[[ Data for review, beginning ]]

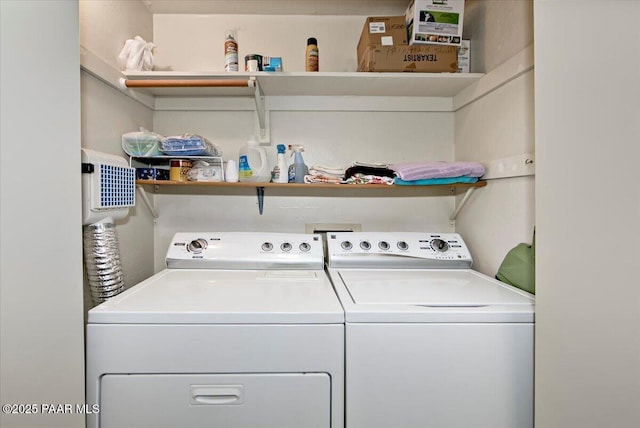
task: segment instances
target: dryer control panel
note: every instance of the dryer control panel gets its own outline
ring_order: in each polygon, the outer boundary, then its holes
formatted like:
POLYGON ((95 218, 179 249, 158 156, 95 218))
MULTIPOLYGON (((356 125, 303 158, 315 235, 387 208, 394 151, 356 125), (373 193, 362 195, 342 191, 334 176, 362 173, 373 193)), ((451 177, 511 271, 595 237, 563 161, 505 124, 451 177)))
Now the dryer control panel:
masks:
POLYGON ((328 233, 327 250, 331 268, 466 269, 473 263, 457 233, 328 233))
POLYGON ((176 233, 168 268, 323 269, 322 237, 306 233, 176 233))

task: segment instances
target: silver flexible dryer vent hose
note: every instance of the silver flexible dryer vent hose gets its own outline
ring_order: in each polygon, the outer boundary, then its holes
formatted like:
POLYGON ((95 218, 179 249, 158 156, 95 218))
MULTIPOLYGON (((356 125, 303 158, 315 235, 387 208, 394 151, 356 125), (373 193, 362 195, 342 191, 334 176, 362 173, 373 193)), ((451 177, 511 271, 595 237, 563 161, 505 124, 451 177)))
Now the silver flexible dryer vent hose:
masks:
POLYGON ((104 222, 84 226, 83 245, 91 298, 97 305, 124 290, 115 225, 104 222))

[[ Data for review, end ]]

• **About this task**
Make an exact copy of the whole listing, but don't bring over any pictures.

• **Written answer**
task: segment instances
target: dryer control panel
note: every instance of the dryer control panel gets its own outline
ring_order: in each polygon, the outer boundary, then its holes
formatted like:
POLYGON ((95 218, 179 249, 158 156, 95 218))
MULTIPOLYGON (((356 125, 303 158, 315 235, 387 208, 394 151, 356 125), (373 193, 362 195, 342 191, 334 176, 362 173, 373 193)), ((451 177, 511 271, 595 237, 563 161, 505 124, 451 177)))
Now the dryer control panel:
masks:
POLYGON ((328 233, 327 250, 331 268, 466 269, 473 263, 457 233, 328 233))
POLYGON ((176 233, 168 268, 323 269, 322 237, 306 233, 176 233))

task: segment instances
target: silver flexible dryer vent hose
note: every instance of the silver flexible dryer vent hose gets its own outline
ring_order: in each polygon, the outer boundary, then its holes
formatted like:
POLYGON ((95 218, 179 249, 158 156, 95 218))
MULTIPOLYGON (((356 125, 303 158, 315 235, 387 208, 394 151, 356 125), (373 193, 362 195, 342 191, 334 176, 362 173, 373 193)), ((451 177, 511 271, 595 237, 563 161, 505 124, 451 177)))
Now the silver flexible dryer vent hose:
masks:
POLYGON ((104 222, 84 226, 83 245, 91 298, 97 305, 124 290, 115 225, 104 222))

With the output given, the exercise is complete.